Start of Block
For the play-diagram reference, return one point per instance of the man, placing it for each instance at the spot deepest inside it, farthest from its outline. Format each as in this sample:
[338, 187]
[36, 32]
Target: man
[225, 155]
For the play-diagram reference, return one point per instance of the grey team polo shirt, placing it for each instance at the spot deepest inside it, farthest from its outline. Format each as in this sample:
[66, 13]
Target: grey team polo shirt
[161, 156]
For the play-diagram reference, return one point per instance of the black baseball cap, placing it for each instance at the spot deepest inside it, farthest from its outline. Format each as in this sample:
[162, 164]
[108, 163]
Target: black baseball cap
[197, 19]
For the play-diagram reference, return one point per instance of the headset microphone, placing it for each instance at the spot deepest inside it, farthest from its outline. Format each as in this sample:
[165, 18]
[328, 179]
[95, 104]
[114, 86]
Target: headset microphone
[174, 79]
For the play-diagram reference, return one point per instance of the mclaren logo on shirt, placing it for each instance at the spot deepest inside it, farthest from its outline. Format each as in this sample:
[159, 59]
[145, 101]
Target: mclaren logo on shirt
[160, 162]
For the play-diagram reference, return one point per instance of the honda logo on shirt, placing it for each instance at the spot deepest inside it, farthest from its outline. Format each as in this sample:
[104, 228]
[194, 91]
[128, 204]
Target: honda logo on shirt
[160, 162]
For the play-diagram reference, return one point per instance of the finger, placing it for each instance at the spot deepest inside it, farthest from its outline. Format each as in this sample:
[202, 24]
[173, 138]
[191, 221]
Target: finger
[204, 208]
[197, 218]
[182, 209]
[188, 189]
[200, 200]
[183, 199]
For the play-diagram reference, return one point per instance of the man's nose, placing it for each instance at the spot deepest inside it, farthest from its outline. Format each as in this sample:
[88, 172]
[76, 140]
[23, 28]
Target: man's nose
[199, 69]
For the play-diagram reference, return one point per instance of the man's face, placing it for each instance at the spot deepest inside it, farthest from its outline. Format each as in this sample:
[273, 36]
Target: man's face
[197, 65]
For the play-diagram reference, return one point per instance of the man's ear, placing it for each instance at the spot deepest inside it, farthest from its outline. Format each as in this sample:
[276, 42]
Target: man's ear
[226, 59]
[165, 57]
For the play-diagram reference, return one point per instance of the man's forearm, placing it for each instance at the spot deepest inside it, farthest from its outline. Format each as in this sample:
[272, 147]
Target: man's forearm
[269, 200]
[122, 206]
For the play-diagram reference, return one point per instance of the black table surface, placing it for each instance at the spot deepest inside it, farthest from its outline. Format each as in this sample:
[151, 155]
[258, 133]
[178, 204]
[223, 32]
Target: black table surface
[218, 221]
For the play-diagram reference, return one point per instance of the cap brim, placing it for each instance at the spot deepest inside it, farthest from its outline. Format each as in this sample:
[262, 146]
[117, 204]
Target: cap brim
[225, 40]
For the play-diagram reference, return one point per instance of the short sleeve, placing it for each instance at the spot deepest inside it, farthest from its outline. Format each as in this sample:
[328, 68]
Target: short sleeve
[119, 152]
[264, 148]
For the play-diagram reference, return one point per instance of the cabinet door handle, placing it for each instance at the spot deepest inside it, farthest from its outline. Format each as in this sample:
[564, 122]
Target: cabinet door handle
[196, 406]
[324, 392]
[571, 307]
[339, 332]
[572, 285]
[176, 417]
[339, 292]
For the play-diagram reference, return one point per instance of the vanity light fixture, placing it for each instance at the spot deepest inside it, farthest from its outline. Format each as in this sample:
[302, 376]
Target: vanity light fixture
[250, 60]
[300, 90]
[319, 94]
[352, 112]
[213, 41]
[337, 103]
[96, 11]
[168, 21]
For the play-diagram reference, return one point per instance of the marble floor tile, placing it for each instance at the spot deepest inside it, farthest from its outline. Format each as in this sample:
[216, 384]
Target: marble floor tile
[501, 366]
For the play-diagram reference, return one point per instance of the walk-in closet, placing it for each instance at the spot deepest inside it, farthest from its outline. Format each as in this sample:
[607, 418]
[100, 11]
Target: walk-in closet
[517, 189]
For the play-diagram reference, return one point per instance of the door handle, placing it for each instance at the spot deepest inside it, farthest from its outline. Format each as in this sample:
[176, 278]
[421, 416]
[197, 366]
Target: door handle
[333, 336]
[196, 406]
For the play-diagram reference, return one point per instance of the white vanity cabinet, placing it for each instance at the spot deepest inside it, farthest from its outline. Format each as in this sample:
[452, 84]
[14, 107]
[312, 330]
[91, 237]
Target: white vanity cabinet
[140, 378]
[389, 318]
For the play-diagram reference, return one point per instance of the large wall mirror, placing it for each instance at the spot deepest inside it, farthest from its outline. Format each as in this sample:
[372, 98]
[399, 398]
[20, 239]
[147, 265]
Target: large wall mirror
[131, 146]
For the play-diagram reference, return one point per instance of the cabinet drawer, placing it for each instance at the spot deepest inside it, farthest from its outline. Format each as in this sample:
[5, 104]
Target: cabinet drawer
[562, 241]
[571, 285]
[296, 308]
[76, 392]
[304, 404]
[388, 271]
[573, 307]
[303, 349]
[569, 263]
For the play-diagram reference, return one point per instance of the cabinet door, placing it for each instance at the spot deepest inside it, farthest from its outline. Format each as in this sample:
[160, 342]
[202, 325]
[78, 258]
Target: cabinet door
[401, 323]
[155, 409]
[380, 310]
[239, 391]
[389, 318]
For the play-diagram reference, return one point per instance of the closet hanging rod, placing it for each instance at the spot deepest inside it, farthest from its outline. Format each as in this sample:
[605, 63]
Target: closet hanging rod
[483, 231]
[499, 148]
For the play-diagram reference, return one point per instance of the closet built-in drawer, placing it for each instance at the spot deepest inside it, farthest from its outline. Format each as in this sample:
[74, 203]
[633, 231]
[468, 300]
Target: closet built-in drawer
End of Block
The answer must be an exact reproduction of all the records.

For the play-diagram reference, return one point per instance of the man, placing it for each instance at the spot deepest inside it, farthest from its outline. Format each as in this sample:
[338, 187]
[36, 32]
Target: man
[225, 155]
For the play-diagram reference, return one point per instance of the grey team polo shirt, placing it for each instance at the spot deepest inside it, farthest from its outline. Format each as in this sample:
[66, 13]
Target: grey team polo shirt
[161, 156]
For the play-diagram reference, return one point per instance of the black baseball cap, placing it for each instance at the spot deepest inside it, farthest from its outline. Format each as in this sample:
[162, 164]
[108, 163]
Target: black baseball cap
[197, 19]
For the play-diagram reference, return one point per instance of the headset microphone, placing it for each instance at the spot deepest inside it, farthest from its outline. Format each as in this sample:
[165, 18]
[328, 179]
[95, 104]
[114, 86]
Target: headset microphone
[174, 79]
For the play-diagram reference, return one point per instance of the mclaren logo on shirt, placing it for each instance at the spot deepest inside it, farthest from its outline. Format each as in this sample:
[159, 59]
[145, 101]
Target: mclaren logo on shirt
[160, 162]
For the play-diagram reference, return one point per instance of the honda logo on shirt, placing it for each instance at the spot deepest inside it, farthest from its outline. Format each as in this sample:
[104, 228]
[194, 91]
[128, 204]
Target: honda logo on shirt
[160, 162]
For the play-diagram reference, return one point per instance of the finger, placing it for each instance at the spot deepest inside it, farthest from its outline. Format each as in this sample:
[202, 24]
[173, 138]
[191, 221]
Target: finger
[204, 208]
[197, 218]
[182, 209]
[188, 189]
[200, 200]
[183, 199]
For the play-diagram reference, return one point per instance of the man's nose, placing it for each instance at the spot deepest inside it, farthest from its outline. Format each as in this sample:
[88, 172]
[76, 140]
[23, 28]
Target: man's nose
[199, 69]
For the play-diagram reference, return one point per instance of the man's face, placing it for each instance at the spot deepest inside it, farthest from its outline. Format each as in this sample:
[273, 36]
Target: man's face
[197, 65]
For the play-diagram reference, return one point per instance of the man's ear, placing it for each instance at the spot deepest inside it, farthest from its outline. Format each as in this sample:
[276, 42]
Target: man's ear
[226, 59]
[165, 57]
For the play-diagram reference, return one point per instance of the man's forearm, placing it for each instance at the spot deepest inside it, farthest from its outline. Format each as in this sample:
[272, 147]
Target: man's forearm
[269, 200]
[122, 206]
For the play-diagram reference, return one point per instance of the black table surface, placing it for each instance at the spot deepest inside it, farthest from its outline. Format each as in this sample:
[151, 155]
[258, 133]
[178, 204]
[223, 32]
Target: black table surface
[218, 221]
For the play-diagram reference, return one point per instance of the cap brim, placing it for each instance at the spot deepest inside it, farthest from its outline. Format each as in this sample:
[262, 146]
[117, 204]
Target: cap brim
[225, 40]
For the play-diagram reference, return one point per instance of the short sleeve, placing it for each instance at the spot deepest inside it, farthest from its outline. Format each as in this sample:
[328, 68]
Target: short sleeve
[119, 152]
[264, 148]
For the play-diagram reference, return one point per instance of the cabinet door handle, placing it for each instance at the spot deepest inside it, farthest from its outline. Format each as in this sample:
[564, 122]
Target: cabinet door handle
[196, 406]
[324, 392]
[571, 307]
[339, 332]
[572, 285]
[176, 417]
[339, 292]
For the play-diagram reference, return one point per instance of the vanity light fixture, placing it for each instance at the spot deepest inside it, farthest from its outline. Format each as in this sample:
[302, 376]
Target: vanity light fixture
[250, 60]
[300, 90]
[319, 94]
[352, 112]
[213, 41]
[337, 103]
[96, 11]
[168, 21]
For the play-diagram reference, return one point per instance of the marble floor tile, placing it for each instance at the spot deepest inside it, farthest from its outline. Format each as in this sample:
[216, 384]
Target: marble floor tile
[501, 366]
For the play-diagram reference, return one point per instance of the walk-in closet, placing it for each instance at the spot deepest inside it, farthest from its outline. Format each as in this sample:
[607, 418]
[100, 11]
Target: walk-in closet
[517, 189]
For the play-diagram reference, return one point per instance of the door handle, placing it for each instance at the spot deepest inside it, farthest from its outline. Format each as in this sample:
[176, 278]
[421, 416]
[197, 366]
Target: door handle
[333, 336]
[196, 406]
For the play-diagram reference, return one point per instance of the white vanity cabinet, placing it for each instance at the spot deepest inside it, farthest from its outline. Format each as in this sample:
[452, 84]
[14, 107]
[312, 330]
[91, 237]
Target: white vanity cabinet
[140, 378]
[389, 318]
For the play-diagram reference, return one point per instance of the large wall mirror, placing it for each instance at the spot deepest inside it, farthest from its outline. Format each as in this sample:
[372, 98]
[399, 398]
[20, 239]
[147, 265]
Target: large wall mirror
[131, 146]
For the play-diagram reference, return one point per instance of the cabinet drawer, placing it for each instance at the spot deepest inside it, farthest from its outline. Format each as in this sample:
[5, 104]
Target: cabinet drawer
[562, 241]
[571, 285]
[296, 308]
[76, 392]
[304, 404]
[388, 271]
[573, 307]
[303, 349]
[569, 263]
For the play-diagram reference, return one point per instance of the cabinet door, placing it for each instance at the spot deepest inside it, farthest from its outline. Format each as in this sample:
[160, 342]
[202, 325]
[78, 258]
Target: cabinet door
[401, 323]
[155, 409]
[380, 310]
[239, 391]
[389, 318]
For the play-diagram reference, return one point per instance of the closet hanging rod, placing it for each instance at the spot deepest inside it, farthest from its outline. Format each as in this sample:
[605, 63]
Target: closet hanging rod
[483, 231]
[499, 148]
For the play-diagram reference, return one point per instance of the closet built-in drawer, placing it for each instance at the spot deepest inside it, farthest from its outline. Format each as in this sample:
[74, 203]
[633, 231]
[468, 300]
Target: closet built-in drawer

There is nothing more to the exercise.